Print the lines from the first one through the line containing "positive clicks: (3, 20) (27, 0) (7, 54)", both included, exactly as they appear.

>>>

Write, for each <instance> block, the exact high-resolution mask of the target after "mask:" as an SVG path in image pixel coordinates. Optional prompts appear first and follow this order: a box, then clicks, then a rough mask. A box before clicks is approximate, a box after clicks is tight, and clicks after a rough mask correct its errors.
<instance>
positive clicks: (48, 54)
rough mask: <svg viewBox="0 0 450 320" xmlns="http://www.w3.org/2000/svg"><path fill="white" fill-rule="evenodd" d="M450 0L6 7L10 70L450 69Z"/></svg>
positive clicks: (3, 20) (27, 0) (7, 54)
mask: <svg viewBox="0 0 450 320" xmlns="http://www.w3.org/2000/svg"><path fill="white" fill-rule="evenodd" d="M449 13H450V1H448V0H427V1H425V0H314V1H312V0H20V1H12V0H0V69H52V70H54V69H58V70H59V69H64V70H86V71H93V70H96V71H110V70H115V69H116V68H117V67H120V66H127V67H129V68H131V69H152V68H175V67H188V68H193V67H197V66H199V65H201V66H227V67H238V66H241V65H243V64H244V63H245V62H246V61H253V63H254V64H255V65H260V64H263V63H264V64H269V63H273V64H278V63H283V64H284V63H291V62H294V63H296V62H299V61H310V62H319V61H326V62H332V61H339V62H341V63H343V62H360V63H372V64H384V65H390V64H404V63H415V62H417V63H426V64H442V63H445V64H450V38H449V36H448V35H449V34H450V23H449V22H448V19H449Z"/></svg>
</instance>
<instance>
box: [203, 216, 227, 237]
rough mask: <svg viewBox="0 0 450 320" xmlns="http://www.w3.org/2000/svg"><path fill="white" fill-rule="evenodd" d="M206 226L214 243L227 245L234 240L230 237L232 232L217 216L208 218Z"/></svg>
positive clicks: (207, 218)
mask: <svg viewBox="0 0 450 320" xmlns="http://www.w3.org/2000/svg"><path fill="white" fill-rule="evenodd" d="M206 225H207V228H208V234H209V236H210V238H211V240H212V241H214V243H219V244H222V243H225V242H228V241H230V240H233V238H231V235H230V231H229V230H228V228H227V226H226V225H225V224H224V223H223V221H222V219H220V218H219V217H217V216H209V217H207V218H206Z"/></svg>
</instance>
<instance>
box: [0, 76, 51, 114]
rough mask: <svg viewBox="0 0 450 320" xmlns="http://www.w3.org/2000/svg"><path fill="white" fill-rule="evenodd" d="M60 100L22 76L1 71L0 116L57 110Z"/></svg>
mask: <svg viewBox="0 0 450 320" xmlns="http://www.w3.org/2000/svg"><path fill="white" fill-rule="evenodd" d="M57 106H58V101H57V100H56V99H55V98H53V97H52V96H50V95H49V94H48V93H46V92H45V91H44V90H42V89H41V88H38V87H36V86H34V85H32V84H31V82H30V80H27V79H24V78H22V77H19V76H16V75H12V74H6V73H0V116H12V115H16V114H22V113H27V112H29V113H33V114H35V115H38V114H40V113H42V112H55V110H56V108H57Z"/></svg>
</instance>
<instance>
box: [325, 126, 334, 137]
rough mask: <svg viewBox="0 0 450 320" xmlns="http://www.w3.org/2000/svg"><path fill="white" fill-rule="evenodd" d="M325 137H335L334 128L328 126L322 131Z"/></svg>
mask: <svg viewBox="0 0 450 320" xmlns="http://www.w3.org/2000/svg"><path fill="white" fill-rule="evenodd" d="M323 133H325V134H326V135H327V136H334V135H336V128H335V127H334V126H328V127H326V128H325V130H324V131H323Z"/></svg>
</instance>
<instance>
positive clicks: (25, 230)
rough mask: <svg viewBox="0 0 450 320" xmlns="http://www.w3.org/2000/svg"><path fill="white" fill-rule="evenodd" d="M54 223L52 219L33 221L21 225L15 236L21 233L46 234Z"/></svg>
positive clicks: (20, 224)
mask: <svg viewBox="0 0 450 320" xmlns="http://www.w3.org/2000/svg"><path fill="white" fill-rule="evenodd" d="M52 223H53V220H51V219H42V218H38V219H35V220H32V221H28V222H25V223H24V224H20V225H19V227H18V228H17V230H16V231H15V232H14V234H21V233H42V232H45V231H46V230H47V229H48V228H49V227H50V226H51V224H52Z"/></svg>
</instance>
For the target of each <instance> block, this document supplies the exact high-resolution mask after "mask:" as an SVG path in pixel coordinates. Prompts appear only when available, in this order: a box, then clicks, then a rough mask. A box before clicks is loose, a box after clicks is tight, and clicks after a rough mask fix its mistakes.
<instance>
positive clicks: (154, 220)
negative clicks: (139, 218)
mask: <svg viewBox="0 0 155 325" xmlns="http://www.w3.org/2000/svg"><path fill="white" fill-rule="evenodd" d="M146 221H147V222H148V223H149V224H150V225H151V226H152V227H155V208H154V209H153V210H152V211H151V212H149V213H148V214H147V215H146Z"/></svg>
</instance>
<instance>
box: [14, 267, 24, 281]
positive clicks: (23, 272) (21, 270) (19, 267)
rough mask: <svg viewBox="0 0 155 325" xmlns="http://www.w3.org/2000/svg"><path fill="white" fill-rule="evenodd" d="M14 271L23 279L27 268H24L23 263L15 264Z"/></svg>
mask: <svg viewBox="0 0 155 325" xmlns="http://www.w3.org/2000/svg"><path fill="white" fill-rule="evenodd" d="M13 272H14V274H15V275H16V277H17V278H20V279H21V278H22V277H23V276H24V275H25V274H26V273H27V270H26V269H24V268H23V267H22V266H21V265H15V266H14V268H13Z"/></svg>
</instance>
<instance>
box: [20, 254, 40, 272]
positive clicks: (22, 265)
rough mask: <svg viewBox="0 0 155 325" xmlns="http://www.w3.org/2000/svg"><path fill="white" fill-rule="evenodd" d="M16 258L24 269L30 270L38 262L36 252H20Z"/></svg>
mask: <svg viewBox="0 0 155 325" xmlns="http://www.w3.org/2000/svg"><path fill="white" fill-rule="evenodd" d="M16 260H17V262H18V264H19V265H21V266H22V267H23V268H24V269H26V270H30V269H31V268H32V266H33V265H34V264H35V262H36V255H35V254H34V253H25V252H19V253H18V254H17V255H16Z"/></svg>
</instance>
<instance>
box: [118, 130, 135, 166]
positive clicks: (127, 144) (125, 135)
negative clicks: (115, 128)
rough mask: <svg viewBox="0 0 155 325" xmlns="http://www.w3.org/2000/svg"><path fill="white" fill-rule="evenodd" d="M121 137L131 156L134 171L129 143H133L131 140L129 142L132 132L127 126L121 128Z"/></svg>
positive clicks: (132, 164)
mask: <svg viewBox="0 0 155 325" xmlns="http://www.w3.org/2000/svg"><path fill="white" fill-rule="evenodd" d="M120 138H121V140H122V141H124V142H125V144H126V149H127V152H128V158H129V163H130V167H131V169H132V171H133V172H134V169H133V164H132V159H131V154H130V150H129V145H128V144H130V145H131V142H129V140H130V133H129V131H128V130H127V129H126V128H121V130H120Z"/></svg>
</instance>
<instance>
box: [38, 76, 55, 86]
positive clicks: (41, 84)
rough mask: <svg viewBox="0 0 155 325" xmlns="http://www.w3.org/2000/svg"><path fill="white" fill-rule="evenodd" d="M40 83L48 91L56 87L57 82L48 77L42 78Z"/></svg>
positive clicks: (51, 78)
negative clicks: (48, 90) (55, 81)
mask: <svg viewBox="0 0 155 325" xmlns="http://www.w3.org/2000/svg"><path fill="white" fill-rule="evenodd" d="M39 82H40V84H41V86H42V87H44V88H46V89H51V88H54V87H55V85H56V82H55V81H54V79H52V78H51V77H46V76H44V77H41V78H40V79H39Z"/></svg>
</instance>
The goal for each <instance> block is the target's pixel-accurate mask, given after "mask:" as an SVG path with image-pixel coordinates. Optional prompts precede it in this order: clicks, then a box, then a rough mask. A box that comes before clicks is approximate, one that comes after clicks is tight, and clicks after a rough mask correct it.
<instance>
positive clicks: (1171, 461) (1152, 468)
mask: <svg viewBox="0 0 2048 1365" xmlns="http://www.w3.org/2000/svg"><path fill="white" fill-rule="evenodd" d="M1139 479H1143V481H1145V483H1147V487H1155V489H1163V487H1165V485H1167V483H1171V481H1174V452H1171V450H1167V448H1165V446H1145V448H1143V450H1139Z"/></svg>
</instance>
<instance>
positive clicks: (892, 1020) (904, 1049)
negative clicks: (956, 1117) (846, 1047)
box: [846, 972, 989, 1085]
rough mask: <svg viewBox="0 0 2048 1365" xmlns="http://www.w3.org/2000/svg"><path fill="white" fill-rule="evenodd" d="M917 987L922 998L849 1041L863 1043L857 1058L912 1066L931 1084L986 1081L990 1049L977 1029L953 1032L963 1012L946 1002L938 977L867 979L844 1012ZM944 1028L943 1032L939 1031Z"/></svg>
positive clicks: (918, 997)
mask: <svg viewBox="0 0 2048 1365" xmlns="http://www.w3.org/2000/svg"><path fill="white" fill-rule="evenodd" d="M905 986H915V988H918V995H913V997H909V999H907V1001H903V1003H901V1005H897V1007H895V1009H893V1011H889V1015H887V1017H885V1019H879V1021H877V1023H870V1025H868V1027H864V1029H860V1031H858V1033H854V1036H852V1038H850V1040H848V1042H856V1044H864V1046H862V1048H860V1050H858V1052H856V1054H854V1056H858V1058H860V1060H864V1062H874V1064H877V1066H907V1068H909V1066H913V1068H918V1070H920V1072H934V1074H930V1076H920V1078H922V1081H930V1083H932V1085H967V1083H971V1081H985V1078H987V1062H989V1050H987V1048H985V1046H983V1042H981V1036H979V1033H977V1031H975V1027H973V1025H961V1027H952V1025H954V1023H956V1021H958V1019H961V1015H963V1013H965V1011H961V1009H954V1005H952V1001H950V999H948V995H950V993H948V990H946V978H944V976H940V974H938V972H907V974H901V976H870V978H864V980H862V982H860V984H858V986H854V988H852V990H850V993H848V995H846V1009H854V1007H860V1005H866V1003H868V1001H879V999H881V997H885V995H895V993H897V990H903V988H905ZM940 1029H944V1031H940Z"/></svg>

<<<

-- Answer to the problem --
Write, for each <instance> block, the exact high-resolution mask of the target after "mask:" as an SVG path in image pixel coordinates. Optional prompts appear first and follow this order: a box, then clicks, then a rough mask. A box before clicks is approximate, a box after clicks is tight, and clicks after a rough mask correct its errors.
<instance>
positive clicks: (48, 54)
rough mask: <svg viewBox="0 0 450 320" xmlns="http://www.w3.org/2000/svg"><path fill="white" fill-rule="evenodd" d="M450 0L6 7L10 70L450 69Z"/></svg>
positive clicks: (3, 20) (27, 0) (7, 54)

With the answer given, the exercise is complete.